→ Excerpted passage

------------------------------------------------------------------------

Court of Appeals Fifth District of Texas at Dallas
Jul 31, 2012
No. 05-09-01412-CR (Tex. App. Jul. 31, 2012)

Opinion

No. 05-09-01412-CR

07-31-2012

QUINTERO JONES, Appellant v. THE STATE OF TEXAS, Appellee


AFFIRM; Opinion issued July 31, 2012

On Appeal from the 291st District Court

Dallas County, Texas

Trial Court Cause No. F08-63848-U

OPINION

Before Justices Bridges, O'Neill, and Fillmore

Opinion By Justice Bridges

Quintero Jones appeals his capital murder conviction. A jury convicted appellant, and the trial court sentenced him to life confinement. In three issues, appellant argues the trial court erred in not declaring a mistrial when a juror “nodded off” during trial, the evidence is legally insufficient to support his conviction, and he was denied a fair trial when the prosecutor struck at him over the shoulders of counsel. We affirm the trial court's judgment.

Betty Sanusi testified she and Daniel McCauliffe moved in to the Mayan Palms apartments in August or September 2008. At that time, both Sanusi and McCauliffe used crack cocaine. After moving in, Sanusi encountered a man called “Toonkey,” Tony Williams, who sold her some crack. Toonkey came to Sanusi's apartment a “couple dozen times” over a three month period, and Sanusi knew where he lived but never knocked on his door. On November 2, 2008, Sanusi and McCauliffe started smoking crack around noon and smoked all day. During the day, “different people” came in and out of the apartment. The people gave Sanusi money, and she went out and got crack for them. About 4:00 p.m., Sanusi saw Toonkey in a breezeway at the apartment complex and bought crack from him.

After dark that day, Sanusi was in her apartment with Bobby Lee Jones and McCauliffe when someone knocked on the door. Sanusi looked out the peephole and saw Toonkey, a man named Wayne who had been smoking crack in the apartment earlier that day, and appellant. Sanusi did not know appellant at the time, but “it was normal for Toonkey to come knock on [her] door,” so she opened the door. Wayne walked in the apartment and sat down. Appellant walked in with a gun in his hand and told everyone to get down. Appellant told Sanusi to lock the door, and she complied. Appellant told everyone to “get down” or he would kill them all. Sanusi sat down on the ground and “absolutely” got a good look at appellant. Appellant ordered Toonkey to get up and put everything in his pockets on the table. Toonkey began to get up but appellant changed his mind and told Toonkey to get back down. Appellant told everyone else to “get in the other room.”

------------------------------------------------------------------------

→ Given records
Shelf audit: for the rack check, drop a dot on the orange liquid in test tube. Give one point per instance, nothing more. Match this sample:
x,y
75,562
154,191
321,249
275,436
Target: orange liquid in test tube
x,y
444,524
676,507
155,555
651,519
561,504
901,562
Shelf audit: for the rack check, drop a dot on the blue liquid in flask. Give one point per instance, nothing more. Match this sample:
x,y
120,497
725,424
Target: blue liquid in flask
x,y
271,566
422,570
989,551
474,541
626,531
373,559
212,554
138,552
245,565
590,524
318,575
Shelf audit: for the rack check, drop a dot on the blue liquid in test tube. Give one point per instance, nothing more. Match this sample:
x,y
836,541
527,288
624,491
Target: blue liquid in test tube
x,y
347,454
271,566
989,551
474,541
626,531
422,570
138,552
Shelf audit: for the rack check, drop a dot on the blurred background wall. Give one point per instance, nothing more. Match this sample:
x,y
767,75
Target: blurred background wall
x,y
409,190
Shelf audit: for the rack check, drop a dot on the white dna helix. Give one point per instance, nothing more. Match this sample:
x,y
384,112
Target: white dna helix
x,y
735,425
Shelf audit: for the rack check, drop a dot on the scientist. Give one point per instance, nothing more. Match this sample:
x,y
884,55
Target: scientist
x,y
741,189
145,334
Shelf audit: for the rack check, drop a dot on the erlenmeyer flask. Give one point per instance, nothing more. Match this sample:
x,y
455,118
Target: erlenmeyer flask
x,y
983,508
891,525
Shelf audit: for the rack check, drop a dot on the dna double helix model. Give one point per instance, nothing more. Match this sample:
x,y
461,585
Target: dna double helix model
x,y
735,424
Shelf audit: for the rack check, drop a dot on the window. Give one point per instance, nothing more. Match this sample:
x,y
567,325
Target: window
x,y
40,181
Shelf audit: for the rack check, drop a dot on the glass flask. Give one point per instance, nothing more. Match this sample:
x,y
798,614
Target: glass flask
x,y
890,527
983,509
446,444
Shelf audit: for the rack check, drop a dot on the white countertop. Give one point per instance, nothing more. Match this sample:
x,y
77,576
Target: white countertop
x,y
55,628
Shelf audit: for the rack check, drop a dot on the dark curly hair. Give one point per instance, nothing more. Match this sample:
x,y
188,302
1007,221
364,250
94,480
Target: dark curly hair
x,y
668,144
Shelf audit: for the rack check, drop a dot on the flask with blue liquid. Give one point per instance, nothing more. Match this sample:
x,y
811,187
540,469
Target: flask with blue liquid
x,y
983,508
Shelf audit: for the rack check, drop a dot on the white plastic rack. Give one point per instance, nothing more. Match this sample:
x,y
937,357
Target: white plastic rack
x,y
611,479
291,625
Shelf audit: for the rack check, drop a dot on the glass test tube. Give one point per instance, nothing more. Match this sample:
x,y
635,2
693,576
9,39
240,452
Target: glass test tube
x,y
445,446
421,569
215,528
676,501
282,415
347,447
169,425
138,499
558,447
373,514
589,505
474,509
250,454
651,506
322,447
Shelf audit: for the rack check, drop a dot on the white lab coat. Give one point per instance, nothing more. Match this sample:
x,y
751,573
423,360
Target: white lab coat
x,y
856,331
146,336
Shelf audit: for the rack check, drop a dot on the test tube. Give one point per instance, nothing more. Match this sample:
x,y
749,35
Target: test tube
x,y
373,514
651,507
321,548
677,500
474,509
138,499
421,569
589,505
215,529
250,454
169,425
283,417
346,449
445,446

------------------------------------------------------------------------

Give the part of the court opinion that opens with the words containing "Quintero Jones appeals" and closes with "trial court's judgment." again, swapping "mistrial" for "new trial". The material plays no part in what is asked here.

→ Solution to this task
Quintero Jones appeals his capital murder conviction. A jury convicted appellant, and the trial court sentenced him to life confinement. In three issues, appellant argues the trial court erred in not declaring a new trial when a juror “nodded off” during trial, the evidence is legally insufficient to support his conviction, and he was denied a fair trial when the prosecutor struck at him over the shoulders of counsel. We affirm the trial court's judgment.